Task goal - For every entry below, retype it exactly as it reads.

Referring expression data:

....................

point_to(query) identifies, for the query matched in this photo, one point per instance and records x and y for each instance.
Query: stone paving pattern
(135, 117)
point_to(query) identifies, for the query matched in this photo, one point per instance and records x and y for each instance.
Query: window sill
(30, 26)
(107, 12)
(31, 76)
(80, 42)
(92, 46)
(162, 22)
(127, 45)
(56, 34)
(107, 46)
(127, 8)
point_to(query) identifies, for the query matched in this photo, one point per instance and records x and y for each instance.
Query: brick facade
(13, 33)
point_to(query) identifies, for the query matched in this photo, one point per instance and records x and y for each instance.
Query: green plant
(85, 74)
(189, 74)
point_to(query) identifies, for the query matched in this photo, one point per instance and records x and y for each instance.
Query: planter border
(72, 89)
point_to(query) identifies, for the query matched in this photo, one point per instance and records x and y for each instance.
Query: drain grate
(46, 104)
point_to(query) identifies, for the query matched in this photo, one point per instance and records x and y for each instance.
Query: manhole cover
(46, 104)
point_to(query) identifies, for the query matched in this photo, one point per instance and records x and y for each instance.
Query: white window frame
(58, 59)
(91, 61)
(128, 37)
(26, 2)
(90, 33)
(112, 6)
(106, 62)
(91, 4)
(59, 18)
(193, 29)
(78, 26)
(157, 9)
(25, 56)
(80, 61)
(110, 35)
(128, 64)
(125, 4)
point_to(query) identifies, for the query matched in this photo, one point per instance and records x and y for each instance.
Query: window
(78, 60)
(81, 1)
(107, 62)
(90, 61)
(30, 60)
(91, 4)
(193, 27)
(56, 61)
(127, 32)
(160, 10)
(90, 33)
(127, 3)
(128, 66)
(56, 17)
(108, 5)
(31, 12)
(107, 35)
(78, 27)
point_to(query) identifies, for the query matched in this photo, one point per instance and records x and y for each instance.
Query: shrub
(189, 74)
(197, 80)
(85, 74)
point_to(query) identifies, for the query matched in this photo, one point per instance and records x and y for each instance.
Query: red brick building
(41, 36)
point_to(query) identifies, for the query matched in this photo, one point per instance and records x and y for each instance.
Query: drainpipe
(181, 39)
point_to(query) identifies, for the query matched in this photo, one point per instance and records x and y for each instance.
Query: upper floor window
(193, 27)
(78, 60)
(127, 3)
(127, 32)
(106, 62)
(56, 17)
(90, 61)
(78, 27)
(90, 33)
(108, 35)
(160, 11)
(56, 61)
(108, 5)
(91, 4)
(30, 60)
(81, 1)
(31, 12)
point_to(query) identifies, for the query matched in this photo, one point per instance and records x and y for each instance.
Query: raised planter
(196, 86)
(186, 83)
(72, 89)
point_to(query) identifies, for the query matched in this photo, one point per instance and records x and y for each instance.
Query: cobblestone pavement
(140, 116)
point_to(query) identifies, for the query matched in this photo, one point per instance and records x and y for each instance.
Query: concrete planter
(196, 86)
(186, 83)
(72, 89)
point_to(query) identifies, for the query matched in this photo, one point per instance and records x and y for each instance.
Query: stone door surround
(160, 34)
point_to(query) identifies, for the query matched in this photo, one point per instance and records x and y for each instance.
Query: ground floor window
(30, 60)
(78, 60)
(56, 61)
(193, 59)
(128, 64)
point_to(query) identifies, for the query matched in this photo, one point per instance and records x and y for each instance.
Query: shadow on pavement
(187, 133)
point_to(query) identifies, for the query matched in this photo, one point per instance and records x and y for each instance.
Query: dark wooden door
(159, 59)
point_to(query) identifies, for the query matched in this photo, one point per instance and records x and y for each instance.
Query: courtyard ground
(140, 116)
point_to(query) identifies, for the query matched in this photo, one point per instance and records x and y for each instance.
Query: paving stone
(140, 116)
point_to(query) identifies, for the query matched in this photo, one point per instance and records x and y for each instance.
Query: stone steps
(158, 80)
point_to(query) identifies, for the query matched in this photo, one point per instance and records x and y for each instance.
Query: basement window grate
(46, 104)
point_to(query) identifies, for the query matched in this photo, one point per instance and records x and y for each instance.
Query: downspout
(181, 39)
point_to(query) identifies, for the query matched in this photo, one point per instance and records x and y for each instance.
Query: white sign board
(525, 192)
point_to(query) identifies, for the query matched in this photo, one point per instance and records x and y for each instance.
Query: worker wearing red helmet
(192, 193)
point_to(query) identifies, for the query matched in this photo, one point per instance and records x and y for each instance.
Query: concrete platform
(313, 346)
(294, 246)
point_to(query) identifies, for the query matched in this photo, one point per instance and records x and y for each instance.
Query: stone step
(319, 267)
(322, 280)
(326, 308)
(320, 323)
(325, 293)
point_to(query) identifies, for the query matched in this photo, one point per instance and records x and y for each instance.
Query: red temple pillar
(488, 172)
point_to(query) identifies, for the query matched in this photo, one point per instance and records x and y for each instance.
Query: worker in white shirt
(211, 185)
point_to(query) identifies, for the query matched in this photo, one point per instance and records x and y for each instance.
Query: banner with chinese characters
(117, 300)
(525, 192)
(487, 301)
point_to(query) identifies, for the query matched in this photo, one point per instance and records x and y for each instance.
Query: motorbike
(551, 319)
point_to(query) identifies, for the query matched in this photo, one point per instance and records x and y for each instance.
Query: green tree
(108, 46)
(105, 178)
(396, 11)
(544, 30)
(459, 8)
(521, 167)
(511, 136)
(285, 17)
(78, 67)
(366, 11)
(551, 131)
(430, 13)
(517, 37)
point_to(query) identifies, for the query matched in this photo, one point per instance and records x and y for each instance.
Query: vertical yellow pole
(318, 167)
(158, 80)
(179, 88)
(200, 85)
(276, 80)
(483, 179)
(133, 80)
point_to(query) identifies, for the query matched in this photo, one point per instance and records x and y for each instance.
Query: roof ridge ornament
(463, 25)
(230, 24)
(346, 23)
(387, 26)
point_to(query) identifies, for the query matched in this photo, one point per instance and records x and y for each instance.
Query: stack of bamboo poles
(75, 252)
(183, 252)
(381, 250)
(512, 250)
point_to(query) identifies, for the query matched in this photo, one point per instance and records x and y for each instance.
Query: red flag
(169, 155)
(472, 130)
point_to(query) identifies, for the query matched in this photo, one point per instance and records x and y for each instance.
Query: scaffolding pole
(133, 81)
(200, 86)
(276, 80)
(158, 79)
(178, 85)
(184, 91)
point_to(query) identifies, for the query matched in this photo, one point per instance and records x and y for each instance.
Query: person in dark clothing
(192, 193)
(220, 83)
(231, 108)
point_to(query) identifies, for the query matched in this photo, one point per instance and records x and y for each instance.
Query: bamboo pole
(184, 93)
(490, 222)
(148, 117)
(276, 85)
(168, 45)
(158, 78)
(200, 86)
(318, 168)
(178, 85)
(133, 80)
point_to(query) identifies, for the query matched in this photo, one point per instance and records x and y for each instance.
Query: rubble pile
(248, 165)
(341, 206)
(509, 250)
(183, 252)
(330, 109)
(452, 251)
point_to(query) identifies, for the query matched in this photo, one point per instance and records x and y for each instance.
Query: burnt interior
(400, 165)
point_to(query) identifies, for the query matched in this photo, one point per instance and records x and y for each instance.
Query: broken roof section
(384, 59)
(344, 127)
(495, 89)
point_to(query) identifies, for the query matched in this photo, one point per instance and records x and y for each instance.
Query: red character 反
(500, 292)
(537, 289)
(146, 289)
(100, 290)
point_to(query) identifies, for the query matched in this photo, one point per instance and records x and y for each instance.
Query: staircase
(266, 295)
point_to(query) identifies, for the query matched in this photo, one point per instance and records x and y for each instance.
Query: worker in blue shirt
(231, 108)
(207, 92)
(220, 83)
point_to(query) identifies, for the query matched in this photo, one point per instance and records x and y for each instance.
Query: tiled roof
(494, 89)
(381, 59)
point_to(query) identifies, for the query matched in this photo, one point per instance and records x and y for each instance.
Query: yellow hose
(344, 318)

....................

Task result -
point_to(query) identifies, for the query matched in this photo, one point per instance and records x and y for each instance.
Query: stone paving pattern
(135, 117)
point_to(query) identifies, for the query matched in this photo, one point per instance and records x and y for each instance.
Query: window sill
(30, 26)
(107, 12)
(31, 76)
(80, 42)
(92, 46)
(162, 22)
(127, 45)
(56, 34)
(107, 46)
(127, 8)
point_to(query) identifies, for the query matched in this photo, one point per instance and records x and y for each instance.
Query: brick facade
(13, 33)
point_to(query) identifies, for the query matched in this photo, one point per instance and records x and y for each instance.
Query: green plant
(85, 74)
(189, 74)
point_to(query) identifies, for the query matched in this photo, one point per instance and records x and y for each instance.
Query: planter border
(72, 89)
point_to(query) identifies, for the query matched in this photo, one point per instance and records x and y for each instance.
Query: drain grate
(46, 104)
point_to(query) identifies, for the query matched in this photo, one point per instance and records x and y for each instance.
Query: manhole cover
(46, 104)
point_to(query) identifies, for the query matched in this photo, one point per instance and records x and y for each instance.
Query: white window frame
(58, 59)
(91, 61)
(128, 37)
(26, 2)
(90, 33)
(112, 6)
(106, 62)
(91, 4)
(59, 18)
(193, 29)
(78, 26)
(157, 9)
(25, 56)
(80, 61)
(110, 35)
(128, 64)
(125, 4)
point_to(query) identifies, for the query matched in this photo, one point per instance and records x and y for each instance.
Query: window
(78, 60)
(81, 1)
(107, 62)
(90, 61)
(30, 60)
(91, 4)
(193, 27)
(56, 61)
(127, 32)
(160, 10)
(90, 33)
(127, 3)
(128, 66)
(56, 17)
(108, 5)
(31, 12)
(107, 35)
(78, 27)
point_to(query) identifies, for the query matched in this photo, one point per instance and records x and y for each instance.
Query: shrub
(189, 74)
(197, 80)
(85, 74)
point_to(query) identifies, for the query matched in this photo, one point per instance and records x and y for each instance.
Query: red brick building
(41, 36)
point_to(query) identifies, for the query matched in this photo, one point per instance and records x and y for each instance.
Query: drainpipe
(181, 39)
point_to(query) identifies, for the query matched in this photo, one point per instance and records x and y for each instance.
Query: upper floor window
(193, 27)
(78, 60)
(127, 3)
(127, 32)
(106, 62)
(56, 17)
(90, 61)
(78, 27)
(90, 33)
(108, 35)
(160, 11)
(56, 61)
(108, 5)
(91, 4)
(30, 60)
(81, 1)
(31, 12)
point_to(query) identifies, for the query matched in this photo, one point per instance and records x and y for each instance.
Query: raised planter
(196, 86)
(186, 83)
(72, 89)
point_to(query) identifies, for the query matched in this photo, one point per instance and records x and y for each instance.
Query: cobblestone pavement
(140, 116)
point_to(query) identifies, for the query matched in this photo, one point per instance and records x and y for each instance.
Query: concrete planter
(196, 86)
(186, 83)
(72, 89)
point_to(query) identifies, for the query matched in this photo, one point per instance and records x and y for each instance.
Query: stone door surround
(160, 34)
point_to(query) identifies, for the query matched in this photo, one point per instance and records x and y for each instance.
Query: ground floor window
(30, 60)
(78, 60)
(56, 61)
(193, 59)
(128, 64)
point_to(query) identifies, for the query matched in this photo, one point per instance and records x and y for each instance.
Query: shadow on pavement
(187, 133)
point_to(query) identifies, for the query matched in this photo, one point per instance and records x and y for each instance.
Query: dark wooden door
(159, 59)
point_to(query) identifies, for the query matched in this photo, one point per instance and records x and y for each instance.
Query: courtyard ground
(140, 116)
point_to(query) identifies, for the query matched in this photo, one point per instance and records x and y for each instance.
Query: paving stone
(140, 116)
point_to(query) identifies, for the query matched in this photo, one point per instance and records x and y for each instance.
Query: stone steps
(158, 80)
point_to(query) identifies, for the query matched in this photo, one point per instance and records x and y for each instance.
Query: basement window grate
(46, 104)
point_to(query) identifies, for the query matched in this photo, one point per instance and records x and y for each instance.
Query: downspout
(181, 39)
point_to(query) identifies, for the query matched in this photo, one point per instance and records x and y for each instance.
Query: white sign board
(525, 192)
point_to(query) identifies, for the query matched in this photo, one point per instance and records x and y for each instance.
Query: worker wearing red helmet
(192, 193)
point_to(query) identifies, for the query matched in this photo, one point per instance and records x and y for each instance.
Query: concrete platform
(313, 346)
(294, 246)
point_to(query) identifies, for the query matched in this photo, one point per instance and records x and y for each instance.
Query: stone step
(319, 267)
(322, 280)
(326, 308)
(320, 323)
(325, 293)
point_to(query) identifies, for the query matched in this photo, one point per instance and records x and y for each instance.
Query: red temple pillar
(488, 172)
point_to(query) identifies, for the query matched in this photo, one point per instance and records x and y for each instance.
Query: worker in white shirt
(211, 185)
point_to(query) identifies, for the query matched in this photo, one point per instance and records x and y for each instance.
Query: banner with chinese characters
(117, 300)
(525, 192)
(487, 301)
point_to(query) identifies, for the query matched in this photo, one point per instance and records x and y for each instance.
Query: motorbike
(551, 319)
point_to(query) identifies, for the query matched in this photo, one point per instance and records x and y for each instance.
Query: green tree
(108, 46)
(105, 178)
(396, 11)
(544, 30)
(459, 8)
(521, 167)
(511, 136)
(285, 17)
(78, 67)
(366, 11)
(551, 131)
(430, 13)
(517, 37)
point_to(query) identifies, for the query matched in this photo, one point per instance and records x and y for each instance.
Query: vertical yellow pole
(318, 167)
(158, 80)
(179, 88)
(200, 85)
(276, 80)
(483, 179)
(133, 80)
point_to(query) identifies, for the query matched in this photo, one point per instance and records x and y for each instance.
Query: roof ridge ornament
(463, 25)
(230, 24)
(346, 23)
(387, 26)
point_to(query) identifies, for the query matched in this photo, one point per instance and records x and y for each instance.
Query: stack of bamboo poles
(75, 252)
(183, 252)
(381, 250)
(512, 250)
point_to(query) identifies, for the query matched in this photo, one point per instance and records x and y for each instance.
Query: red flag
(169, 155)
(472, 130)
point_to(query) identifies, for the query matched in this photo, one point per instance and records x and y for each instance.
Query: scaffolding pole
(133, 81)
(200, 86)
(276, 80)
(158, 79)
(178, 85)
(184, 91)
point_to(query) identifies, for the query matched in this photo, one point per instance and records x and y for each instance.
Query: person in dark clothing
(192, 193)
(220, 83)
(231, 108)
point_to(query) identifies, for the query matched in this photo, one point per instance and records x and y for each instance.
Query: bamboo pole
(184, 93)
(490, 222)
(148, 117)
(276, 85)
(168, 45)
(158, 78)
(200, 86)
(318, 168)
(178, 85)
(133, 80)
point_to(query) identifies, for the query matched in this photo, one point per instance and records x and y for each instance.
Query: rubble pile
(248, 165)
(341, 206)
(509, 250)
(183, 252)
(330, 109)
(452, 251)
point_to(query) identifies, for the query matched in this photo, one point per instance and records x and y for each instance.
Query: burnt interior
(400, 165)
point_to(query) identifies, for the query matched in this photo, one point per instance and records x and y for each instance.
Query: broken roof section
(384, 59)
(344, 127)
(495, 89)
point_to(query) identifies, for the query matched in this photo, one point per instance and records x and y for each instance.
Query: red character 反
(500, 292)
(537, 289)
(146, 289)
(100, 290)
point_to(query) identifies, for the query matched in this photo, one point per instance and records x and y for each instance.
Query: staircase
(266, 295)
point_to(query) identifies, for the query matched in this photo, one point per instance and records x and y for each instance.
Query: worker in blue shirt
(231, 108)
(207, 92)
(220, 83)
point_to(query) identifies, for the query matched in this photo, one point per instance and records x and y for each instance.
Query: tiled roof
(494, 89)
(381, 59)
point_to(query) identifies, for the query matched in this photo, one point per instance and records x and y for each instance.
Query: yellow hose
(344, 318)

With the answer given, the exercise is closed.